··· Dataset records ···

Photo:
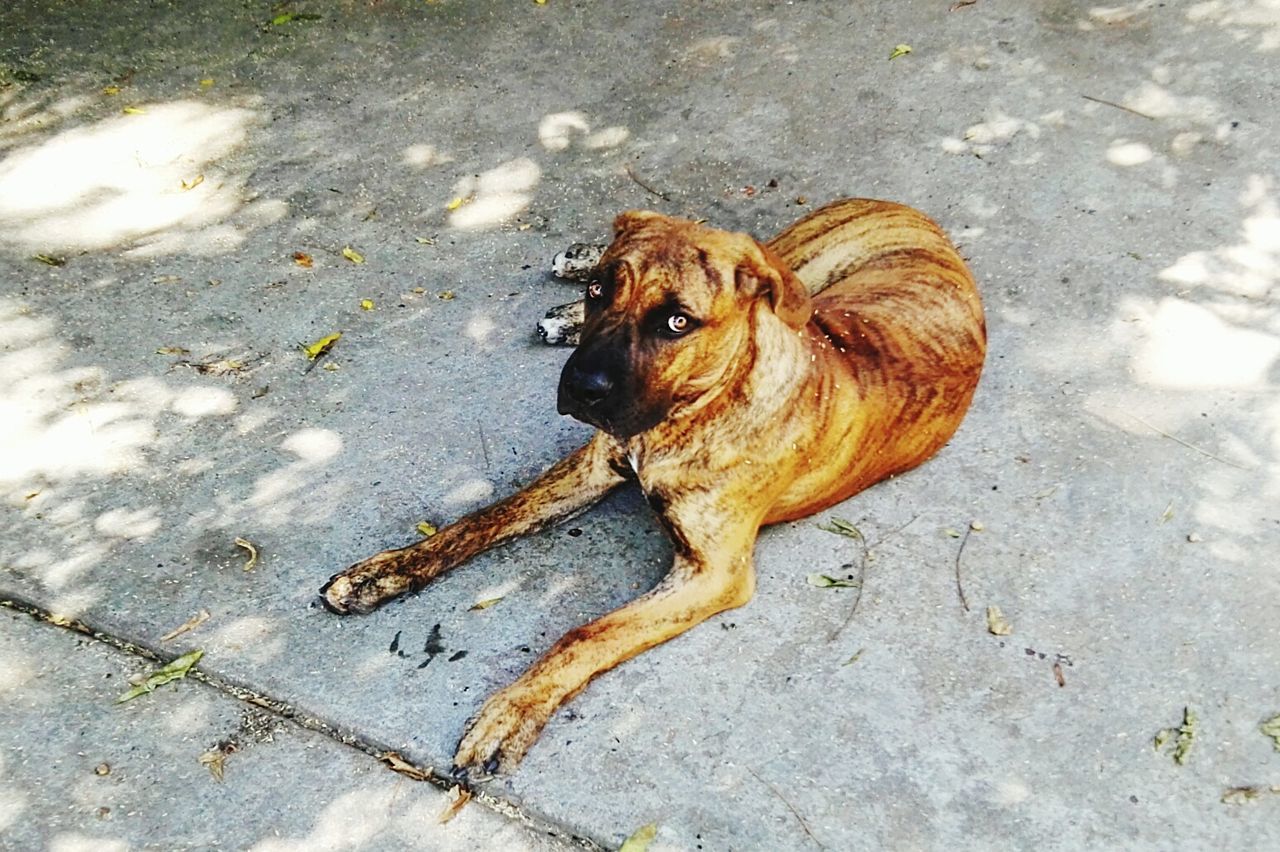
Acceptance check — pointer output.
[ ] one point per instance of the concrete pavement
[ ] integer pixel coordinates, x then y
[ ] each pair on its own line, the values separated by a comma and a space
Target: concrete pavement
177, 192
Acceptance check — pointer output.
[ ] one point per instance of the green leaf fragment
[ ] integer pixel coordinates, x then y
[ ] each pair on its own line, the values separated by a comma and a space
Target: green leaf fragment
640, 838
1271, 728
842, 527
1185, 736
826, 581
174, 670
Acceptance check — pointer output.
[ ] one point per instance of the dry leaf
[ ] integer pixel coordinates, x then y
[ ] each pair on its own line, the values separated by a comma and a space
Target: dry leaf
405, 768
640, 838
1271, 728
1242, 795
996, 622
222, 367
457, 798
320, 347
174, 670
187, 626
252, 553
214, 760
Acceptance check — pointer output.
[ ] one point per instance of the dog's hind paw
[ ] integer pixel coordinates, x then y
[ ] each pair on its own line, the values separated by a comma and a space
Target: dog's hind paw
498, 736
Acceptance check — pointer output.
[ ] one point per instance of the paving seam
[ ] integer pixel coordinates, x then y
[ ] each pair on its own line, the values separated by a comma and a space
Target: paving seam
298, 718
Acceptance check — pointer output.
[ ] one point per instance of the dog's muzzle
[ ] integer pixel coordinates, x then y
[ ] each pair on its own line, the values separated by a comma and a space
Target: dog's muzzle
589, 386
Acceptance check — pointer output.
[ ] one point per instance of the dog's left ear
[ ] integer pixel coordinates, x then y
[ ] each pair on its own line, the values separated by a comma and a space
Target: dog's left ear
768, 275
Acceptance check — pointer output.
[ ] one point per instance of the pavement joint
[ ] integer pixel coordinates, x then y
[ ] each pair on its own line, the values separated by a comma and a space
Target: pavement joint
293, 715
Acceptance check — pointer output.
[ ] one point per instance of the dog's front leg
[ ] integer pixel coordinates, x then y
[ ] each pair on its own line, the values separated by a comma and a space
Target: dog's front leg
571, 485
708, 577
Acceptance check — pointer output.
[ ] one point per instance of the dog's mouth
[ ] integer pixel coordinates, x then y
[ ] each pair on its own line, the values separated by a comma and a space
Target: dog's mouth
622, 421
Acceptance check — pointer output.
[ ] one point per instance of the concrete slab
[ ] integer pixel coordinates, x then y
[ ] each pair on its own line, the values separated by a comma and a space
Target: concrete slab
80, 772
1110, 173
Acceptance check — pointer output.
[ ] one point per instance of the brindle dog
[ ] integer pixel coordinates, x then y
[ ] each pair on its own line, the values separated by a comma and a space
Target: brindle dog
736, 401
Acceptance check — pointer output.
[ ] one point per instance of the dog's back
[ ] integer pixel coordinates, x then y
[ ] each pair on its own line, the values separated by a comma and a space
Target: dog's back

···

● **Set problem**
Leave out the pictures and copy everything else in the records word for word.

● **Task response**
Photo:
Acceptance check — pointer output.
[ ] one point per instance of the concrete pavement
[ ] integer pixel coordinates, x then y
[ ] each pair on its own line, the values separated by a comma and a space
Target: concrete pavement
177, 192
Acceptance check — pointer output.
[ ] one point per instance of the green leaf fragment
[ ] integer pixel coordinates, x then y
[ ] each pair on its own line, the values separated by a comma and a space
Target: green leaf fragment
640, 838
1271, 728
842, 527
1185, 736
826, 581
174, 670
Acceptance check — pointer output.
[ ] one point per instance of the dry leaf
[ ] integer pixel coordinates, x then y
[ ] each pair on its own line, the values separated by a comma and a space
Target: dry leaf
405, 768
640, 838
1271, 728
1242, 795
996, 622
222, 367
457, 798
320, 347
174, 670
187, 626
252, 553
214, 760
Acceptance check — pointer output.
[ ] one point per instance of the dog's hind paw
[ ] integer pixel coordinates, x then y
[ ] each pair on its own line, the values separated by a comma and a space
Target: dog's hind paw
498, 736
Acceptance check — pointer output.
[ ] one point per instance of the paving seam
[ ] integer pixel coordinates, x then y
[ ] each pair on its own line, the values separated by a comma and a space
Target: paving seam
298, 718
Acceptance check — pointer output.
[ ] one point per instance of the dog's muzzle
[ ] integer pixel coordinates, x then y
[ ] each pair on its own line, the values separated by a comma and a space
Target: dog's muzzle
589, 386
Acceptance check — pointer output.
[ ] one point per instance of the dog's left ear
[ ] integer pixel coordinates, x then y
[ ] each pair on its own line, the values separated by a comma and a space
Target: dog's left ear
768, 275
Acceptance check — pointer output.
[ ] one point per instance of the pavement joint
[ ] integer pixel coordinates, x then y
[ ] each pair on its own line, the values separated by a comma and a space
Target: pavement joint
293, 715
Acceptance check — pointer output.
[ ] one point per instance of the dog's front leg
[ ] integer pixel coordinates, x then y
[ ] each pair on its own line, the values separated by a comma and a space
Target: dog's front leg
571, 485
708, 577
Acceptance check — pointer output.
[ ] one point per instance of the dog's mouth
[ ] integer pixel coordinates, x then y
[ ] each pair on its own line, the values separated by a comma and a space
Target: dog's mouth
622, 421
Acceptance check — pointer output.
[ ] one point per instance of the concrete slab
[ ] integer pixel coordinates, x then y
[ ] each pair on its own line, the values separated by a comma and a space
Target: concrete slab
80, 772
1110, 173
Acceptance check — pointer output.
[ ] one point per instance of the brindle dog
[ ] integer pixel coordinates, x then y
[ ] each pair on its own line, the values separated by a comma and a space
Target: brindle dog
736, 401
Acceptance check — pointer output.
[ ] one point per instance of the dog's back
[ ] integer pixel coordinates, x then y
[ ] each pair on its own line, the values separated by a comma and a space
Target: dog's back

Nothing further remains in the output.